Friday, August 20th, 2004

Kerry either is stuck in Dukakis – mode with his response to the “Swift Boat Veterans for Truth” — Dukakis – lite in the sense that he is responding, at least, or he’s carefully gotten his ducks in a row to utterly nail Bush Administration — the lawsuit coming that Bush coordinated his attacks with Swift Boat Veterans for Truth.

We’re about to find out. If the former is the case, he’s lost a chunk of the vote — his vote amongst veterans now sagging a bit, and it will be said that he did not heed the lessons from the comparison between Dukakis losing campaign of 1988 strategy and the Clinton winning campaign strategy of 1992. Joshua Micah Marshal is probably correct. The Bush assault has little to do with Kerry’s wounds, but with a weird post-modernist conception of signifiers.

• _DATASET ENTRIES_
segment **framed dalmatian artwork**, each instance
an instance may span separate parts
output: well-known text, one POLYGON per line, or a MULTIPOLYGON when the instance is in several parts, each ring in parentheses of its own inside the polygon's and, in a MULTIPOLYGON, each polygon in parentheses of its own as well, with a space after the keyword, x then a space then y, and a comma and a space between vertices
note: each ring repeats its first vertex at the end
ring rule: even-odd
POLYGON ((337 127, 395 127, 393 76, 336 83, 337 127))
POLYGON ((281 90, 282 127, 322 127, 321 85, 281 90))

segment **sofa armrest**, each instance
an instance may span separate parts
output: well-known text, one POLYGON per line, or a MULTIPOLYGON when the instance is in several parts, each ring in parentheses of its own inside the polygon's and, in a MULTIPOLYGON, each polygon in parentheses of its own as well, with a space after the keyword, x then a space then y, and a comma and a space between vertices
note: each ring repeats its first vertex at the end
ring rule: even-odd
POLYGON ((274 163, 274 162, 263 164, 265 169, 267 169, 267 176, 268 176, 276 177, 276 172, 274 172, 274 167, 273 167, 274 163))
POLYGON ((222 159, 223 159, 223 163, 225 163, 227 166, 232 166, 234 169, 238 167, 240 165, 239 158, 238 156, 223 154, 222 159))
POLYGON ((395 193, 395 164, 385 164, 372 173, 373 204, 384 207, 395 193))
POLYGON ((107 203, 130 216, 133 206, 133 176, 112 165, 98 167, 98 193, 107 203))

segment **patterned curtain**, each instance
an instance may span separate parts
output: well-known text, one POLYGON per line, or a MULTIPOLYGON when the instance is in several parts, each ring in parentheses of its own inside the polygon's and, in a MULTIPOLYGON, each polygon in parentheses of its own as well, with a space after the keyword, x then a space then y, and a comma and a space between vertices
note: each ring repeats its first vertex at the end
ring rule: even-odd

• _EXERCISE REQUIREMENTS_
Using the passage about Kerry's campaign, answer yes or no to each statement and quote the words of the passage that decide it.
1. The passage says Joshua Micah Marshal is probably right.
2. The passage claims the Bush assault is mainly about Kerry's wounds.
3. The passage compares the 1988 Dukakis campaign strategy with the 1992 Clinton campaign strategy.
None of the records is needed for this.

• _COMPLETE OUTPUT_
1. Yes: "Joshua Micah Marshal is probably correct."
2. No: "The Bush assault has little to do with Kerry’s wounds"
3. Yes: "the comparison between Dukakis losing campaign of 1988 strategy and the Clinton winning campaign strategy of 1992"